**Your objective:**
Return every record exactly as written.

**Dataset content:**
== == ==

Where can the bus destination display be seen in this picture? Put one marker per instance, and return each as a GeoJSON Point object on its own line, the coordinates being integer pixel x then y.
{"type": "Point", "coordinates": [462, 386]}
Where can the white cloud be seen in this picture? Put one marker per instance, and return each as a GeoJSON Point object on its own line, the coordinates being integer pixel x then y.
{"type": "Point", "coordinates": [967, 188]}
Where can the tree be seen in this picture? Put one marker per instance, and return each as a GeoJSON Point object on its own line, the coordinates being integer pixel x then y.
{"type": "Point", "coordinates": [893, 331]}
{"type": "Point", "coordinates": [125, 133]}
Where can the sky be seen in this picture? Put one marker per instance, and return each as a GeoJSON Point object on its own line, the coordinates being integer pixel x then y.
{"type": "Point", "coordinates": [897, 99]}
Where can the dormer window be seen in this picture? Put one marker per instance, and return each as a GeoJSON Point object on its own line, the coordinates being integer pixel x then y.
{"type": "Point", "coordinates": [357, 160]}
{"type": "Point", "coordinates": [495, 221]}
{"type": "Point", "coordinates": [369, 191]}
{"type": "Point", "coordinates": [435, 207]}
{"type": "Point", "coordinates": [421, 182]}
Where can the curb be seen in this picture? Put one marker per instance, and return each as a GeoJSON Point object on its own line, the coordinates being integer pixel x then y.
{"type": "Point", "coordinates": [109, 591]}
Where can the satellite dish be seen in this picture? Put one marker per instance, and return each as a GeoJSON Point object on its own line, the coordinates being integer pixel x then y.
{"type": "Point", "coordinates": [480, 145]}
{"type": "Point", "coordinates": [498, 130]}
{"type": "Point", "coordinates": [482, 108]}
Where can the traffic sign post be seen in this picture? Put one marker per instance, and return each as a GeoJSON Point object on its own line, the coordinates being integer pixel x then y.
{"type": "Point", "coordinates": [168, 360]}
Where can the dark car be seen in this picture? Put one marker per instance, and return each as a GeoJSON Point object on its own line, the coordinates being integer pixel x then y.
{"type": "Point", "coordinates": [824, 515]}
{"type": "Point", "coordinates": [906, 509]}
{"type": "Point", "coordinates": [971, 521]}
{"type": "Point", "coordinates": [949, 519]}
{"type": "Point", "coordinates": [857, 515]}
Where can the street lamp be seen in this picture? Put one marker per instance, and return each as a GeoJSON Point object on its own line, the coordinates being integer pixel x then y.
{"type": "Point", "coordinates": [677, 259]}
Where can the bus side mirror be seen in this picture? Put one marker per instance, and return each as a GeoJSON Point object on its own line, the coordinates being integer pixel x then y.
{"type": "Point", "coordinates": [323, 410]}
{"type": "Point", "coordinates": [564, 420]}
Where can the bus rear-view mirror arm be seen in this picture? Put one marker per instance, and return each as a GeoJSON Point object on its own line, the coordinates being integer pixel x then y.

== == ==

**Solution for this exercise:**
Where can the bus destination display be seen in this picture? Put one marker per instance, and return each as a GeoJSON Point object on its own line, the coordinates being integer pixel x then y.
{"type": "Point", "coordinates": [462, 386]}
Where can the white cloud be seen in this picture? Put one marker per instance, and return each as a GeoJSON Point object on its own line, the coordinates being integer pixel x then y.
{"type": "Point", "coordinates": [967, 188]}
Where can the tree be seen in this picture? Put one marker per instance, and return each as a GeoJSON Point object on its own line, the coordinates being integer pixel x then y.
{"type": "Point", "coordinates": [893, 331]}
{"type": "Point", "coordinates": [125, 133]}
Where can the sky be seen in this picture? Put one marker per instance, and return each as a GeoJSON Point object on its own line, the coordinates being integer pixel x then y.
{"type": "Point", "coordinates": [897, 99]}
Where can the dormer window be seen in this picture? Put one marker per instance, and return each as a GeoJSON Point object on its own line, the coordinates being integer pixel x then y.
{"type": "Point", "coordinates": [357, 160]}
{"type": "Point", "coordinates": [495, 221]}
{"type": "Point", "coordinates": [369, 191]}
{"type": "Point", "coordinates": [435, 207]}
{"type": "Point", "coordinates": [421, 182]}
Where can the curb be seen in this picture? Put one marker per instance, and return each as a GeoJSON Point object on its own line, the coordinates being integer pixel x then y.
{"type": "Point", "coordinates": [109, 591]}
Where can the satellite dish be seen in this picture? Put one marker per instance, and return each as a GeoJSON Point object on its own line, the coordinates being integer pixel x then y.
{"type": "Point", "coordinates": [480, 145]}
{"type": "Point", "coordinates": [498, 130]}
{"type": "Point", "coordinates": [482, 108]}
Where can the traffic sign post be seen in this picture? Put one marker per instance, and return each as a GeoJSON Point object on its own line, the coordinates being integer pixel x then y.
{"type": "Point", "coordinates": [168, 360]}
Where can the dark car be seen in this picture? Put one marker per instance, and return each as a GeoJSON Point object on its own line, the coordinates being integer pixel x then y.
{"type": "Point", "coordinates": [824, 515]}
{"type": "Point", "coordinates": [906, 509]}
{"type": "Point", "coordinates": [971, 521]}
{"type": "Point", "coordinates": [949, 519]}
{"type": "Point", "coordinates": [857, 515]}
Where can the street lamp be seen in this picture? Put one marker per instance, and return each as a GeoJSON Point object on its own line, the coordinates being integer pixel x then y.
{"type": "Point", "coordinates": [677, 259]}
Where can the bus side mirror be seen in this picture? Put one marker per instance, and return each as a GeoJSON Point object on its own line, the coordinates being integer pixel x then y.
{"type": "Point", "coordinates": [323, 410]}
{"type": "Point", "coordinates": [564, 420]}
Where can the bus rear-view mirror arm be seen in this picture? Put one marker per instance, and return each as a GeoJSON Point object on its own line, the coordinates being integer pixel x then y.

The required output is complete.